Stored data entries
§ §
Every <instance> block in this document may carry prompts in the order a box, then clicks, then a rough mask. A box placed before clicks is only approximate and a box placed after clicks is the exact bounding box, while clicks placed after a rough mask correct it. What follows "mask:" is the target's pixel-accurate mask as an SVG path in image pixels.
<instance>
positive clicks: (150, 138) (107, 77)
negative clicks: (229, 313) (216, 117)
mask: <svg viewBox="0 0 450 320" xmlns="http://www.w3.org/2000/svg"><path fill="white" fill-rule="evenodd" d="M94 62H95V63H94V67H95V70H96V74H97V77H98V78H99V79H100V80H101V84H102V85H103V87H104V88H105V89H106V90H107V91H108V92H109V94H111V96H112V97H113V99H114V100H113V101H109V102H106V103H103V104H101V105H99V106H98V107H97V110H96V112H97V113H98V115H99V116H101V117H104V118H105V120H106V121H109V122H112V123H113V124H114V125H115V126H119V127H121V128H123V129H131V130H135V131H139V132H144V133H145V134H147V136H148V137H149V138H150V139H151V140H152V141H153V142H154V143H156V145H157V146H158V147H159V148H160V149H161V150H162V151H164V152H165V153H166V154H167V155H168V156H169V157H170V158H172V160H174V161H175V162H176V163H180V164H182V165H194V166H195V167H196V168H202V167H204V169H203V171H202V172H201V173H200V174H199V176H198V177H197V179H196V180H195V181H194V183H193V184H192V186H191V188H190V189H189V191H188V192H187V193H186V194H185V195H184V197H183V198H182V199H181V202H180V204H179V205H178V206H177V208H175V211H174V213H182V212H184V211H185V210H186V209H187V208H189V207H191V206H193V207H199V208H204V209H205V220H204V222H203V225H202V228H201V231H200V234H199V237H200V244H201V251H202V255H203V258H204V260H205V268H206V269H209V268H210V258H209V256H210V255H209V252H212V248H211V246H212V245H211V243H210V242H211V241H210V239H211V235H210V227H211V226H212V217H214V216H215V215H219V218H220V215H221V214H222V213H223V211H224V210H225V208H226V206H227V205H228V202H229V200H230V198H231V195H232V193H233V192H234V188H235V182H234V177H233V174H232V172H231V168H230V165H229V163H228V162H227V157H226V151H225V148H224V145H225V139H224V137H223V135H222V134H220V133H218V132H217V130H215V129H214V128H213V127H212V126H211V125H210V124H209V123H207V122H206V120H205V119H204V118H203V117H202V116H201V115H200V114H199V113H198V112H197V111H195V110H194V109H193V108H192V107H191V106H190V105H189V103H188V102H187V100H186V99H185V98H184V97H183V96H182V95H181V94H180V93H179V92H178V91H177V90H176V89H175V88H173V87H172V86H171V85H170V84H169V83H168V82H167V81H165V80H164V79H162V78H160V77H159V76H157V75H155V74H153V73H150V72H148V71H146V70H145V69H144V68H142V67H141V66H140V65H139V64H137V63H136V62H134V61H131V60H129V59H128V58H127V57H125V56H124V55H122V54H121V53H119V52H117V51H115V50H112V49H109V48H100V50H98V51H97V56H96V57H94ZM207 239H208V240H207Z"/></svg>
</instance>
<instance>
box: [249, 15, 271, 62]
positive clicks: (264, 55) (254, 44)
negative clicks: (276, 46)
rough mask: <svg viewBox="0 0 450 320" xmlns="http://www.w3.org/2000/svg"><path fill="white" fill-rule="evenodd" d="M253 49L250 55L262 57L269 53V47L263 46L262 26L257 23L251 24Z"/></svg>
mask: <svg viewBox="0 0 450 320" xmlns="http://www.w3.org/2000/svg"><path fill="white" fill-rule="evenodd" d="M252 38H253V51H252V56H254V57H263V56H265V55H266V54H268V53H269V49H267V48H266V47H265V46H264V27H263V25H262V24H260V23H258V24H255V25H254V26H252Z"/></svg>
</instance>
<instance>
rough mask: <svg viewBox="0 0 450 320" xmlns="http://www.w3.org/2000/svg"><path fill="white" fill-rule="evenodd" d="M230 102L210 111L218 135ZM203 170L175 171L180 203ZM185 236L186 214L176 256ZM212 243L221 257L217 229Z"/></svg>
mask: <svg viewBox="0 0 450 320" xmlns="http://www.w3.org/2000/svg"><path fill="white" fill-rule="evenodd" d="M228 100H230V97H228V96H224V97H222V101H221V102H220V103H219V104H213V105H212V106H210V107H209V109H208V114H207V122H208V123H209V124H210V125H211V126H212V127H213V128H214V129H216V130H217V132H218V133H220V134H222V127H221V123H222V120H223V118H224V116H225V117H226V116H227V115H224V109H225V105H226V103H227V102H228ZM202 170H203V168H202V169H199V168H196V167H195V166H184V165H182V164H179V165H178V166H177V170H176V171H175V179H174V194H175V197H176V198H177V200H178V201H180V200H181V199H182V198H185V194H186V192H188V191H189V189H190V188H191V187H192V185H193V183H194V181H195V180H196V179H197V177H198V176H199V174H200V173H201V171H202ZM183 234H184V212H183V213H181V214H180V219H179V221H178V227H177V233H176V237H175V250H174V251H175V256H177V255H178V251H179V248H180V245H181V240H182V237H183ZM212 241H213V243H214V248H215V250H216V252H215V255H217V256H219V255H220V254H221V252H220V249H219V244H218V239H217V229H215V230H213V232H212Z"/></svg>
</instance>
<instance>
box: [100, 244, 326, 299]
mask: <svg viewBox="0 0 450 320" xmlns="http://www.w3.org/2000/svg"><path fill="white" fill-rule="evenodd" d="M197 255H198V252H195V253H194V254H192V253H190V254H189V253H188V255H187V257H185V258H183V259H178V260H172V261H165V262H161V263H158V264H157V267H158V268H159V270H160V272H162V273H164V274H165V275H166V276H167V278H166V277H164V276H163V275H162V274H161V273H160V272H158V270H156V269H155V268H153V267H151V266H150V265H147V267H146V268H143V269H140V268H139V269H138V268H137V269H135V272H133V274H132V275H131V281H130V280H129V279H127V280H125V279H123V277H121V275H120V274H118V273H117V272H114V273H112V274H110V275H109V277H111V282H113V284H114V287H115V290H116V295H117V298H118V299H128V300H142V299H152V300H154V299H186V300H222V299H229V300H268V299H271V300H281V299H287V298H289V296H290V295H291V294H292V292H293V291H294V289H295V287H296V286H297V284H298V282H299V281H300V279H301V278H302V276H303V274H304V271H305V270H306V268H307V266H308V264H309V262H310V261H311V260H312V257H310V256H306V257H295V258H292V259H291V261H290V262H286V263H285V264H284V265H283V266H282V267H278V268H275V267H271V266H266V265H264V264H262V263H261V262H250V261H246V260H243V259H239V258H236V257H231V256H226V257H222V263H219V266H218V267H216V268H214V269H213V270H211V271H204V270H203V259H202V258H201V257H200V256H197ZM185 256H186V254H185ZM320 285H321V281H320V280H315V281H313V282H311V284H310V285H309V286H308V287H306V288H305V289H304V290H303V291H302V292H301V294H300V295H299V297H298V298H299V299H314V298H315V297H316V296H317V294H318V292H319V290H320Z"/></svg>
§ §
> **Exercise goal**: Go through the entries above and report each line with the string "positive" in it.

> **Reply to the exercise**:
positive clicks: (150, 138) (107, 77)
positive clicks: (264, 55) (254, 44)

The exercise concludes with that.